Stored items
** BEGIN **

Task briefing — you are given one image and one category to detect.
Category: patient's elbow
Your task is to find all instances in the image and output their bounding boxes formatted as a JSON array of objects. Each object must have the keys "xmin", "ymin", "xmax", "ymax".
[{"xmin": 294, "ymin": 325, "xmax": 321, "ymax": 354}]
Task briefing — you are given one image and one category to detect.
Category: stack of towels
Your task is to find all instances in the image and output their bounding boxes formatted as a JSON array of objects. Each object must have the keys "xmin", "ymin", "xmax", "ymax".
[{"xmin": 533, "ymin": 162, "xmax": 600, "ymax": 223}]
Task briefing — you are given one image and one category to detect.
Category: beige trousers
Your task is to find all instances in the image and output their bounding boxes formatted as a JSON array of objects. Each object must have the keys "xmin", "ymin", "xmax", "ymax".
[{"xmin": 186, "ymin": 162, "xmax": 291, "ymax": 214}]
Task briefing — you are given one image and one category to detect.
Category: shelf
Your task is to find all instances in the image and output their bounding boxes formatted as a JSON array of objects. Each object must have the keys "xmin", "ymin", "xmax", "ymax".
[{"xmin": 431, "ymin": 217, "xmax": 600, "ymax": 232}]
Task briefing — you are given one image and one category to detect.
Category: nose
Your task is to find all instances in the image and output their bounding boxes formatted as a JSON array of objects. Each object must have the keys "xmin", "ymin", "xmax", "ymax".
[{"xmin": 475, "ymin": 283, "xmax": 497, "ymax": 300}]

** END **

• [Requirements]:
Output the material as CSV with two columns, text and answer, pairing each text with its answer on one row. Quote every field and replace line breaks with spaces.

• [Complete output]:
text,answer
"Task briefing — you are given one image and one category to detect. Category: patient's elbow Your task is to find all instances in the image and output their bounding boxes formatted as a JSON array of objects. Each object must have the keys ""xmin"", ""ymin"", ""xmax"", ""ymax"".","[{""xmin"": 294, ""ymin"": 325, ""xmax"": 321, ""ymax"": 354}]"
"Task briefing — you are given one image and one category to detect. Category: stack of towels Your task is to find all instances in the image and output their bounding boxes formatted as a JSON array of objects. Each object must have the keys ""xmin"", ""ymin"", ""xmax"", ""ymax"".","[{""xmin"": 533, ""ymin"": 162, ""xmax"": 600, ""ymax"": 223}]"
"Task briefing — you are given one image and one category to detect. Category: beige trousers Your task is to find all instances in the image and output their bounding boxes formatted as a JSON array of objects. Each object must have the keys ""xmin"", ""ymin"", ""xmax"", ""ymax"".","[{""xmin"": 186, ""ymin"": 162, ""xmax"": 291, ""ymax"": 214}]"
"Task briefing — you are given one image and one category to detect. Category: shelf Your task is to find all instances in the image and output their bounding boxes formatted as a JSON array of objects. Each object must have the keys ""xmin"", ""ymin"", ""xmax"", ""ymax"".","[{""xmin"": 431, ""ymin"": 217, ""xmax"": 600, ""ymax"": 232}]"
"Task briefing — you are given one image and one category to detect. Category: nose Your task is to find all instances in the image and output their bounding boxes formatted as a JSON array of objects. Each object must have the keys ""xmin"", ""ymin"", ""xmax"", ""ymax"".","[{""xmin"": 475, ""ymin"": 283, ""xmax"": 497, ""ymax"": 300}]"